*Task objective*: Exactly reproduce each record listed below.

*Records provided*:

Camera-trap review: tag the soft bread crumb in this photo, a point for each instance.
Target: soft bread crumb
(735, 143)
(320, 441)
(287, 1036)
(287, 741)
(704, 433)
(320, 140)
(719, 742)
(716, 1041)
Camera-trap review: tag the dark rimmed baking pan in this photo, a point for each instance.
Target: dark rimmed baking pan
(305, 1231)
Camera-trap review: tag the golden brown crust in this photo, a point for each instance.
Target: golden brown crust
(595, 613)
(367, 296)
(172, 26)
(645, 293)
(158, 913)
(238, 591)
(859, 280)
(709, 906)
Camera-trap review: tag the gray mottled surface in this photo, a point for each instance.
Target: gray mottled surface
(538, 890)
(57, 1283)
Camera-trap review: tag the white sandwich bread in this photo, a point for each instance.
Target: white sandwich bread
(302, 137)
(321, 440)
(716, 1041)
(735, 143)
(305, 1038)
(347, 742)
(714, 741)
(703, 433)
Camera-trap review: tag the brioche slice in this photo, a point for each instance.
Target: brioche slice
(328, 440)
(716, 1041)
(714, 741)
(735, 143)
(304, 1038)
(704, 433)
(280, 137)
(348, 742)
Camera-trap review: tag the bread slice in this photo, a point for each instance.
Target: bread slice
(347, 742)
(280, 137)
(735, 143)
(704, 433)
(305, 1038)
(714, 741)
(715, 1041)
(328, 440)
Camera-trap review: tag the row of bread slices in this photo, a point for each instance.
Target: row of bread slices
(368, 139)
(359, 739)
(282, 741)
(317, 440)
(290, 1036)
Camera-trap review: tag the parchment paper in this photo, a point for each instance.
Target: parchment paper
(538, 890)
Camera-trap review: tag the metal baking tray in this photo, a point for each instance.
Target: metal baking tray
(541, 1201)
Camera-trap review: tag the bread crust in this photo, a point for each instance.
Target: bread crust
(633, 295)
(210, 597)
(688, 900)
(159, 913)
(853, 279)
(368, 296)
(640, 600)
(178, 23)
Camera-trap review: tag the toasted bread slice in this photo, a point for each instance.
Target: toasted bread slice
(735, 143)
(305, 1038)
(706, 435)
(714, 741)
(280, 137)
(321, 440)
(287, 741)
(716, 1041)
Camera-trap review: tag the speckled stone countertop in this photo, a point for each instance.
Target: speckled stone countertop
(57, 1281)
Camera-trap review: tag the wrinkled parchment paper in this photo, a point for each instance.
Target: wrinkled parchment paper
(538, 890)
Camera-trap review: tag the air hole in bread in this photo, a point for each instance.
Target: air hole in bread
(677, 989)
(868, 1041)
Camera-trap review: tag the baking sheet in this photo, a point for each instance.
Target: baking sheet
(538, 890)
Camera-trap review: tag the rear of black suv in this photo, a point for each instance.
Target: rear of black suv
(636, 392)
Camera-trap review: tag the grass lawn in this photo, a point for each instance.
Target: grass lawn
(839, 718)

*Written solution*:
Camera-trap review: tag the soft bread crumb in this photo, a point for each instance.
Target: soft bread crumb
(735, 143)
(320, 441)
(287, 1036)
(287, 741)
(704, 433)
(320, 140)
(719, 742)
(716, 1041)
Camera-trap review: tag the dark rimmed baking pan in this photo, a point for each instance.
Target: dark rimmed baking pan
(305, 1231)
Camera-trap review: tag the golden brown crust in this photo, a point for each instance.
Target: golden brown crust
(595, 613)
(367, 296)
(172, 26)
(645, 293)
(158, 913)
(238, 591)
(859, 280)
(709, 906)
Camera-trap review: tag the gray mottled surface in this photo, a point for each instance.
Target: gray mottled surface
(538, 890)
(57, 1283)
Camera-trap review: tag the white sandwich bread in this photo, a point for each instance.
Target: white sandwich bread
(302, 137)
(321, 440)
(716, 1041)
(735, 143)
(305, 1038)
(347, 742)
(714, 741)
(703, 433)
Camera-trap review: tag the brioche slice in this photo, a point for each instance.
Target: brioche slice
(328, 440)
(716, 1041)
(714, 741)
(735, 143)
(304, 1038)
(704, 433)
(280, 137)
(348, 742)
Camera-trap review: tag the bread slice in this photo, a point for each instance.
Target: bread slice
(347, 742)
(280, 137)
(735, 143)
(704, 433)
(305, 1038)
(714, 741)
(715, 1041)
(328, 440)
Camera-trap review: tag the row of bread slices in this photo, a point for each instance.
Target: row of bread slices
(368, 139)
(359, 739)
(282, 741)
(317, 440)
(290, 1036)
Camera-trap review: tag the parchment paper in this photo, a point for each instance.
Target: parchment paper
(538, 890)
Camera-trap review: tag the metal baking tray in this photo, a point for each instance.
Target: metal baking tray
(541, 1201)
Camera-trap review: tag the bread crust in this photo, a point for each instance.
Target: bread crust
(633, 295)
(210, 597)
(688, 900)
(159, 913)
(853, 279)
(368, 296)
(640, 600)
(178, 23)
Camera-trap review: tag the toasted bread slice in this photo, a point for each instance.
Target: toasted bread slice
(735, 143)
(305, 1038)
(706, 435)
(714, 741)
(280, 137)
(321, 440)
(287, 741)
(716, 1041)
Camera-trap review: tag the speckled stone countertop in this photo, a point for each instance.
Target: speckled stone countertop
(57, 1281)
Camera-trap review: tag the wrinkled parchment paper in this photo, a point for each instance.
Target: wrinkled parchment paper
(538, 890)
Camera-trap review: tag the air hole in bread in this photo, a point for each instance.
Target: air hole in bread
(677, 989)
(868, 1041)
Camera-trap review: tag the baking sheet in this photo, a point for each instance.
Target: baking sheet
(538, 890)
Camera-trap review: tag the rear of black suv in this photo, a point for each instance.
Target: rear of black suv
(636, 392)
Camera-trap review: tag the grass lawn in this photo, a point for each instance.
Target: grass lawn
(839, 718)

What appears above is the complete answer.